(Directions for this task): Once you reach the line with "Scan for sky in the following image." below, copy each line exactly, stopping after the line with "Scan for green foliage in the image above.", and skip any pictures.

Free-text object descriptions
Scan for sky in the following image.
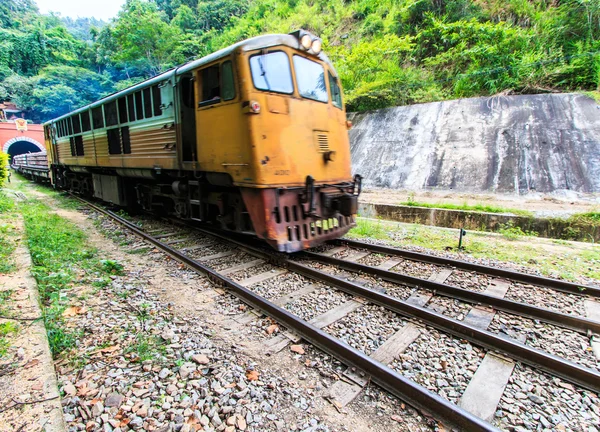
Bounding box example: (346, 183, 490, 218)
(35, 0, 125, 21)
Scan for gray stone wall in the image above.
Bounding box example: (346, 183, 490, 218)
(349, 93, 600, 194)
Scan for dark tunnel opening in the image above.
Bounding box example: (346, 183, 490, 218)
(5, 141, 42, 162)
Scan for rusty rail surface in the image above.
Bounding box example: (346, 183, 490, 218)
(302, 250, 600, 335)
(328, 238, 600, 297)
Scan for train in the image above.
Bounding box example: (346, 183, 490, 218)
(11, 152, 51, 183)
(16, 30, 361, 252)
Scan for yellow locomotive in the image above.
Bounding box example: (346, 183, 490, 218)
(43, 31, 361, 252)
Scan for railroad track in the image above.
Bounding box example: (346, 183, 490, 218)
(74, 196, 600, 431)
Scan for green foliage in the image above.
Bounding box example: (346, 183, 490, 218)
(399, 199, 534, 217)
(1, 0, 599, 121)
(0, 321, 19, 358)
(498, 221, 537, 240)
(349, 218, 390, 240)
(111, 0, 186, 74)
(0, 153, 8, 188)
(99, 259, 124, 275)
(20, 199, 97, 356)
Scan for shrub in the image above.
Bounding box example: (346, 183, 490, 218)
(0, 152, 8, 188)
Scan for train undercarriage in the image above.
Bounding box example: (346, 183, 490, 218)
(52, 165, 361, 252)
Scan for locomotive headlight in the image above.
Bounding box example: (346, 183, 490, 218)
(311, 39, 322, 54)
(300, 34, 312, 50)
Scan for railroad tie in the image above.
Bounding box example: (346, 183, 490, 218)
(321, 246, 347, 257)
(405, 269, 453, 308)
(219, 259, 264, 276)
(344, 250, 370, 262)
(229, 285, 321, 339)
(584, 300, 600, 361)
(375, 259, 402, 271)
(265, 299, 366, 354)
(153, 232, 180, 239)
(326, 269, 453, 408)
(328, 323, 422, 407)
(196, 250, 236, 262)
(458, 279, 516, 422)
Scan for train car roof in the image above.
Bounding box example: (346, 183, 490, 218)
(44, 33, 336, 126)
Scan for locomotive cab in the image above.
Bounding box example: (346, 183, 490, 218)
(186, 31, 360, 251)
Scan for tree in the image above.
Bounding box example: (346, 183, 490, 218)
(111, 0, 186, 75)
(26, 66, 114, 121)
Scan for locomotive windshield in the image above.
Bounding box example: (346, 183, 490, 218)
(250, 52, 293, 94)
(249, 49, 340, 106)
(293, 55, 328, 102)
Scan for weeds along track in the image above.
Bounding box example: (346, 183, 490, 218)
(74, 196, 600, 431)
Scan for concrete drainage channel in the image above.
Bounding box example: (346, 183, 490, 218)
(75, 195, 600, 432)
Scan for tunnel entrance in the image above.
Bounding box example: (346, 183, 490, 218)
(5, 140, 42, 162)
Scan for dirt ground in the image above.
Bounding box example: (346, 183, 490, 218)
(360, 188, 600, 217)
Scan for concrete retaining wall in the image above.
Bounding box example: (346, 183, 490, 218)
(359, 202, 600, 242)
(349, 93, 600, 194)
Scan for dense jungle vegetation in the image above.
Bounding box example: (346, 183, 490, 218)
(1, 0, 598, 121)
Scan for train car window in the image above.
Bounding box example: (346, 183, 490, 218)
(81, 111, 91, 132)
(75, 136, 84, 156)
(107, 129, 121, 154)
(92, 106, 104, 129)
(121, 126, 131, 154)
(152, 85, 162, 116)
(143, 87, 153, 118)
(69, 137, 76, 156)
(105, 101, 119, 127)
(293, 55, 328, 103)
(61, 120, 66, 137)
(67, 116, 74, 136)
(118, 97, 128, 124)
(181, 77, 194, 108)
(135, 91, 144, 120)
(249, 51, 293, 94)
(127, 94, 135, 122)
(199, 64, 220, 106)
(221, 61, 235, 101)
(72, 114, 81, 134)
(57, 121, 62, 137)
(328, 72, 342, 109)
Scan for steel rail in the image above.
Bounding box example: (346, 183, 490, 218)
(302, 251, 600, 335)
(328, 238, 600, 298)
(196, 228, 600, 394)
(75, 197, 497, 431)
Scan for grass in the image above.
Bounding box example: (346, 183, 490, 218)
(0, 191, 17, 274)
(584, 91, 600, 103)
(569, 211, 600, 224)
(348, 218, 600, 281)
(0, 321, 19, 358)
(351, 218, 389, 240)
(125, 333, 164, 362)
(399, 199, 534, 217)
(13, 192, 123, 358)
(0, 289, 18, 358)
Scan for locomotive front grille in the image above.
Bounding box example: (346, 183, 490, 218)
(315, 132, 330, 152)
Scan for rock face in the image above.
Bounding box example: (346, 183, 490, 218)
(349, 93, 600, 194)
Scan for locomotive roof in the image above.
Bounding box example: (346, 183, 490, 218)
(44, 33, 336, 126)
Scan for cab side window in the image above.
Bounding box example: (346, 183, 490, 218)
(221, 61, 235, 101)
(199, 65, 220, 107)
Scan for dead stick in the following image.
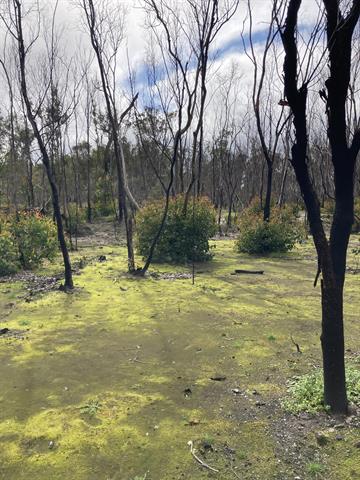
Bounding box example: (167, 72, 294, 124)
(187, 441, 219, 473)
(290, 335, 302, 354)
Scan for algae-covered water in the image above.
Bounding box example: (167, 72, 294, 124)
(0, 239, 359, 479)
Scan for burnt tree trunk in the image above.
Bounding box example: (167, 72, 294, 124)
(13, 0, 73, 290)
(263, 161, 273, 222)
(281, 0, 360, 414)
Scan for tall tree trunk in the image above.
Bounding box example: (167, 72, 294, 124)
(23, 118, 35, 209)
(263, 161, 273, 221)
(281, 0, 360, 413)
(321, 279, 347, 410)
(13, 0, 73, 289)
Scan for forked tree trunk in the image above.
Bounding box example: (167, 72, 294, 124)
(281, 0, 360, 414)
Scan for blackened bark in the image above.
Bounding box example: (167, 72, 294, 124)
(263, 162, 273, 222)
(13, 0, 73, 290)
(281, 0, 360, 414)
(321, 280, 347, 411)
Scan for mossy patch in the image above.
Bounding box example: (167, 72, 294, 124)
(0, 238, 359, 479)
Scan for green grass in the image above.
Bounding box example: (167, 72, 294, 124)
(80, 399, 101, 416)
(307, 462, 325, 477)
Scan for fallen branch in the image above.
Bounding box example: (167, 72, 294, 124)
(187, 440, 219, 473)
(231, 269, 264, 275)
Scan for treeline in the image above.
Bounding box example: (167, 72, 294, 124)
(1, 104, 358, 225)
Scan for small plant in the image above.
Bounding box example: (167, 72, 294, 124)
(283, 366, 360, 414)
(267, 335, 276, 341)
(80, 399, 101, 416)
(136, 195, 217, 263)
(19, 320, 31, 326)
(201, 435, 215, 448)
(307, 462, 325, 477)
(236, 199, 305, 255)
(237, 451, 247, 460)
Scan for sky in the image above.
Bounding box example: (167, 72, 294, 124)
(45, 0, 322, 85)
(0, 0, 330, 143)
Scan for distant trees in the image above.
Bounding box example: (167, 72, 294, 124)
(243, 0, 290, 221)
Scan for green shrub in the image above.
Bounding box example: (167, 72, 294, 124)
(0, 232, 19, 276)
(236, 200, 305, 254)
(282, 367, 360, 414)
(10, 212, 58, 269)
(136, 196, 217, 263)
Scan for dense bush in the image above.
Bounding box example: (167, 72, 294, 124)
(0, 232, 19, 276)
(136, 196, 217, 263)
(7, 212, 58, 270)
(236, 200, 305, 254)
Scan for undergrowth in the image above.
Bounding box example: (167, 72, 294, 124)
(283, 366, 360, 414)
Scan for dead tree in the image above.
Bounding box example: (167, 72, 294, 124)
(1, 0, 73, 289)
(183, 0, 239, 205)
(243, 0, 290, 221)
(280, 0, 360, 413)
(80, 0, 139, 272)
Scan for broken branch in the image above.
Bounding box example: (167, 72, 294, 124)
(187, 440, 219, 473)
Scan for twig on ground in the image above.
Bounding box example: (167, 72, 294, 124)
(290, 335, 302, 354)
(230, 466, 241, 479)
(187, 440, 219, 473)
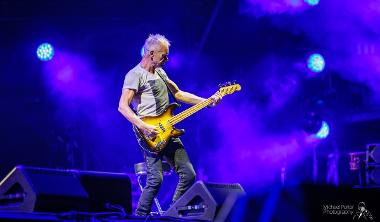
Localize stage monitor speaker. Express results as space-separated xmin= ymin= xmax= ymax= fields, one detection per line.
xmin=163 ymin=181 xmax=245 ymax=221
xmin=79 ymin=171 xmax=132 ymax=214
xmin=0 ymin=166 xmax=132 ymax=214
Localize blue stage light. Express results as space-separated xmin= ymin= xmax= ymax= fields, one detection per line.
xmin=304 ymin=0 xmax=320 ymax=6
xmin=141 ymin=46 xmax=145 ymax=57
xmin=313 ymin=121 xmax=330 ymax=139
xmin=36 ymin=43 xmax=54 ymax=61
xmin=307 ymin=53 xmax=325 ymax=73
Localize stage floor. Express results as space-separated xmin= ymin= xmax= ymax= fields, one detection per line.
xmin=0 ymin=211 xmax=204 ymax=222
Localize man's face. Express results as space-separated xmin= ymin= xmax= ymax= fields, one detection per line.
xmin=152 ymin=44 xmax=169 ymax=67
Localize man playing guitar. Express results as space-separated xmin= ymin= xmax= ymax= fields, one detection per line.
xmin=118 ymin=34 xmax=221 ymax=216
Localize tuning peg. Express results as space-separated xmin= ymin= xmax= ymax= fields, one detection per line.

...

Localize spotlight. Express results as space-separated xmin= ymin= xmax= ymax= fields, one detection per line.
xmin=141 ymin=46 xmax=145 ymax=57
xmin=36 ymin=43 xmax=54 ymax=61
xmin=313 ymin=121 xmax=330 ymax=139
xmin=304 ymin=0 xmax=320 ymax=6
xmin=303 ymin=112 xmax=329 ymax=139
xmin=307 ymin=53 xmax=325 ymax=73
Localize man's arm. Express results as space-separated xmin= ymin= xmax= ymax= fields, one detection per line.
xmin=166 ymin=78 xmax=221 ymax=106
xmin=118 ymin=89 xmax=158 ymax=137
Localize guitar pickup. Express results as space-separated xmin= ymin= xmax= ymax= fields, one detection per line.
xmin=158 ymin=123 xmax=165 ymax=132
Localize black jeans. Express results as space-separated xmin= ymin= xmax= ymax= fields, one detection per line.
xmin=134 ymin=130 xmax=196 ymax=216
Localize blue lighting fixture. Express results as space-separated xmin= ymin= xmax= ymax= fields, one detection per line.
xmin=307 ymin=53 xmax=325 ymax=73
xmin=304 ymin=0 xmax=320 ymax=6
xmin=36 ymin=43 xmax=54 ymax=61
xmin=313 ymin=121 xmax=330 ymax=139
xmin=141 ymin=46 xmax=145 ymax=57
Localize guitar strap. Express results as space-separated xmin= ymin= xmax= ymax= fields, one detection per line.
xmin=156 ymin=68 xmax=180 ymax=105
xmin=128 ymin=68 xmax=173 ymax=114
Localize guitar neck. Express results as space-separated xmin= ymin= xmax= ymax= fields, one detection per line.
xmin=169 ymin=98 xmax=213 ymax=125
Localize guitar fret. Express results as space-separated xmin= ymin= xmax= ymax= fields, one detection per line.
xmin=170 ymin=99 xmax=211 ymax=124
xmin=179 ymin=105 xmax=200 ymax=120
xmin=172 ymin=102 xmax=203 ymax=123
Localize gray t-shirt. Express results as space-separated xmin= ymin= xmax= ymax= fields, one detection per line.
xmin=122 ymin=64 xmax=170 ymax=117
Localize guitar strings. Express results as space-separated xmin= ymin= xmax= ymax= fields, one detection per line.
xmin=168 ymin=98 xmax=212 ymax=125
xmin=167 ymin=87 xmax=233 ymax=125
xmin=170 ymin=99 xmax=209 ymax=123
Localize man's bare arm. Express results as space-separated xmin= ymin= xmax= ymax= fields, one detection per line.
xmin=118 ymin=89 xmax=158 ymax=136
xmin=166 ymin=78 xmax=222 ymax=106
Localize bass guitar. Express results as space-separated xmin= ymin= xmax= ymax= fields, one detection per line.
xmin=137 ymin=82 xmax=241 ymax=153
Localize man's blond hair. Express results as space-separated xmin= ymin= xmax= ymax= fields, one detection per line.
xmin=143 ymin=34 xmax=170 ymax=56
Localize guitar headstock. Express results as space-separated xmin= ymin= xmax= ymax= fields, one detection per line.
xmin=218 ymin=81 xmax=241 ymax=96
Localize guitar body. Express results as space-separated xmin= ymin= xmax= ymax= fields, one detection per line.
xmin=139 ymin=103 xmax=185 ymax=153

(Task answer):
Scan for sky in the following image.
Bounding box example: (346, 183, 490, 218)
(35, 0, 125, 21)
Scan for gray stone wall in the image above.
Bounding box example: (346, 183, 490, 218)
(349, 93, 600, 194)
Scan for dark tunnel opening in the image above.
Bounding box example: (346, 183, 490, 218)
(5, 141, 42, 162)
Scan for rusty rail surface in the image above.
Bounding box example: (346, 183, 490, 218)
(302, 250, 600, 335)
(328, 238, 600, 297)
Scan for train in the image above.
Bounding box example: (346, 183, 490, 218)
(11, 152, 51, 183)
(16, 30, 361, 252)
Scan for yellow locomotive in the image above.
Bounding box example: (346, 183, 490, 218)
(43, 31, 361, 252)
Scan for railroad track in the image above.
Bounding box example: (346, 183, 490, 218)
(74, 196, 600, 431)
Scan for green foliage in the image above.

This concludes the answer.